Первое знакомство со сказками у многих происходит в раннем детстве. Их мир, несомненно, привлекателен и заманчив. Не менее интересны для широкого круга читателей, в том числе и специалистов (лингвистов, историков, текстологов и других), иные сказки – судебные документы прошлого. С лингвистической точки зрения важно выяснить их жанровые особенности, поскольку такие сказки входят в систему специальных наименований актовой письменности XVII века. Особую группу в этой системе представляют названия письменных свидетельств местных жителей по определенному вопросу (речи, допросные речи, сыскные речи и т.п.).
Исследование осуществлено на материале рукописного памятника судебного делопроизводства Приенисейской Сибири XVII века – [86] «Сыска о злоупотреблении красноярского подьячего В. Еремеева», который хранится в Российском государственном архиве древних актов (Москва), в фонде Сибирского приказа (ф. 214).
Жанровая разновидность деловой письменности «сказка» содержательно не связана с фольклорным жанром «сказка». В этимологическом же плане они друг с другом соотносимы в нескольких аспектах. Во-первых, название жанра устного народного творчества «сказка» получило распространение в XVII веке в результате исторического развития слова *съказъка от казать [1. С. 630]. Происхождение этого названия можно связать и с древнерусским словом съказъ «повествование, сказание» [2. С. 715]. Параллельно началось формирование специального наименования судебного акта сказка. Семантически близкая ему единица специальной лексики съказати «указать», «показать (на суде)» активно использовалась еще в древнерусском языке [2. С. 713]. По верному замечанию А.П. Майорова, «в правовой сфере XVII века термины образовывались посредством лексико-семантического способа», сущность которого заключается в сужении, специализации лексического значения общерусского слова [3. С. 9]. Во-вторых, жанр фольклора и жанр актового письма «сказка» имеют общую черту – функционально оправданное использование устойчивых оборотов речи, восходящих к народно-разговорной форме русского языка. В деловом письме устойчивые обороты речи – это юридические формулы. Т.В. Кортава небезосновательно считает, что «...формульность сближает юридические тексты с фольклорными, что свидетельствует о единстве истоков фольклорных и юридических текстов, их принадлежности к некогда единой устнопоэтической сфере» [4. С. 19].
Уточним особенности жанра «сказки» как источника изучения языка судебного делопроизводства XVII века: указание автора(ов), датировка, предмет разбирательства, состав юридических формул и самоназвание документа.

_Ваши задания_
1) Где хранится памятник, на материале которого выполнено исследование, описанное во фрагменте о судебных сказках XVII века?
2) Выпишите из фрагмента о судебных сказках дословно отрывок от слов «Исследование осуществлено на» до слов «приказа (ф. 214).» включительно.
Опирайтесь только на этот фрагмент.

_Исходные данные_

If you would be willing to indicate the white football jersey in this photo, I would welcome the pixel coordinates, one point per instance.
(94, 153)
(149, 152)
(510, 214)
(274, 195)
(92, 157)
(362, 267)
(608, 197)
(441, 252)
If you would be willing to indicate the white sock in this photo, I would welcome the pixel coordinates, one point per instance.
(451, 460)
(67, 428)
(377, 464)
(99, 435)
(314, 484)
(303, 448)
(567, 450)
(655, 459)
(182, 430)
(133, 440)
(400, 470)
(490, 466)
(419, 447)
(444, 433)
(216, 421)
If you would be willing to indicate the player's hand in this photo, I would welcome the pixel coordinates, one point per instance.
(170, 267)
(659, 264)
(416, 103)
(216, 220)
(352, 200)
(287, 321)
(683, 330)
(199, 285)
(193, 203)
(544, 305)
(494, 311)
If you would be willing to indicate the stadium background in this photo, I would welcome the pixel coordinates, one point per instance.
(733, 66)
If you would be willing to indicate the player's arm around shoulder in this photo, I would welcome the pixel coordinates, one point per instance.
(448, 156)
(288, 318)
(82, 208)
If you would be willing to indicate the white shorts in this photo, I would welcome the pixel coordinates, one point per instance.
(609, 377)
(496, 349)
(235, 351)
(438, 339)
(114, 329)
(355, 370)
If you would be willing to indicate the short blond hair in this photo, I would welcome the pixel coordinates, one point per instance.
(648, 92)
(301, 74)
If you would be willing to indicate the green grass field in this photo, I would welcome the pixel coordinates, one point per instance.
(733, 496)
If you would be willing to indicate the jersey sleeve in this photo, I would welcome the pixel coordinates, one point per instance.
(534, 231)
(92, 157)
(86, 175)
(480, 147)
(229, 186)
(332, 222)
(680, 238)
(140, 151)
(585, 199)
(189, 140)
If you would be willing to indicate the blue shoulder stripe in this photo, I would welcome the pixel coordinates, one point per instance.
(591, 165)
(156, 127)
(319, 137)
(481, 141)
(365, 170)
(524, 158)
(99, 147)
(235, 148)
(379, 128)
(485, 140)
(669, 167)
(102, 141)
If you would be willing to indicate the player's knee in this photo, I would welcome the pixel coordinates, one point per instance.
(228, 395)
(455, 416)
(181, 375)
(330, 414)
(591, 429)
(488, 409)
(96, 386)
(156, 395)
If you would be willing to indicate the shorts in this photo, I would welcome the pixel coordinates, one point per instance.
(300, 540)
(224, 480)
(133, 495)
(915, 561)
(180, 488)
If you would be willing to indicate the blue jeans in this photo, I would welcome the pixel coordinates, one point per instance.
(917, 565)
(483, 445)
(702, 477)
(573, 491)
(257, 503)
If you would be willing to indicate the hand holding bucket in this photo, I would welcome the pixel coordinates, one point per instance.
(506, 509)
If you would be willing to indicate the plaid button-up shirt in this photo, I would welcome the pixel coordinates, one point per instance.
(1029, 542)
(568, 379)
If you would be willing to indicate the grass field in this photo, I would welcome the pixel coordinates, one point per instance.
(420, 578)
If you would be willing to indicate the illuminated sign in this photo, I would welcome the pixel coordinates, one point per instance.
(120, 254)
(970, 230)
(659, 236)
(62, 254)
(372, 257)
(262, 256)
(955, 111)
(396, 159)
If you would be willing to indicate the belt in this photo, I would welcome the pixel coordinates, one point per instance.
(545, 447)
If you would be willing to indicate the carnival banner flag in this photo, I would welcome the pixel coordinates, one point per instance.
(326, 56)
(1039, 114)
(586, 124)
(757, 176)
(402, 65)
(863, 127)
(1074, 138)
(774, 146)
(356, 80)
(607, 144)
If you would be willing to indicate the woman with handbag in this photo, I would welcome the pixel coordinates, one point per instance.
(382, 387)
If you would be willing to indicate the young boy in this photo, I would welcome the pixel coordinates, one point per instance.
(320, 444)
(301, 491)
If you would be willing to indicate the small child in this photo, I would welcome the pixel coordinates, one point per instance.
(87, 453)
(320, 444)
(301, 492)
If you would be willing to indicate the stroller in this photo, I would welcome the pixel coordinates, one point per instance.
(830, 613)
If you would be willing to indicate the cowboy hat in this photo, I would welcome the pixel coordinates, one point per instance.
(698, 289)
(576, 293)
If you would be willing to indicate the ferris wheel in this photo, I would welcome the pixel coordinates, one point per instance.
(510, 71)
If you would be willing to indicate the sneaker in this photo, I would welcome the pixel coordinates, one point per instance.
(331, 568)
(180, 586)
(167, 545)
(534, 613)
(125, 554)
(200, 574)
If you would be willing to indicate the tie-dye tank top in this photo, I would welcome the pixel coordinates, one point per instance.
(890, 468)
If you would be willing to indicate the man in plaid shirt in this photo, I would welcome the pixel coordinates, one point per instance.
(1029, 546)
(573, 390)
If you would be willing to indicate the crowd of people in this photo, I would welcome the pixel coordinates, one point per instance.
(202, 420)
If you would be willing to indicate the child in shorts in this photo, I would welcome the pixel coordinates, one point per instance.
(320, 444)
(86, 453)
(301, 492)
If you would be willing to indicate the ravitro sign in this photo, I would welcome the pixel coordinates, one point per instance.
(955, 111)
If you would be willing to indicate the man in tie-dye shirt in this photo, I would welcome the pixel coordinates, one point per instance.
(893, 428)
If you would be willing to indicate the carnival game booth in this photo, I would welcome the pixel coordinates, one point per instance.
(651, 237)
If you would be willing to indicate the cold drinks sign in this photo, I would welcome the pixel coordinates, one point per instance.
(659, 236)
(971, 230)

_Набор ответов_
1) В Российском государственном архиве древних актов (Москва), в фонде Сибирского приказа (ф. 214).

2)
Исследование осуществлено на материале рукописного памятника судебного делопроизводства Приенисейской Сибири XVII века – [86] «Сыска о злоупотреблении красноярского подьячего В. Еремеева», который хранится в Российском государственном архиве древних актов (Москва), в фонде Сибирского приказа (ф. 214).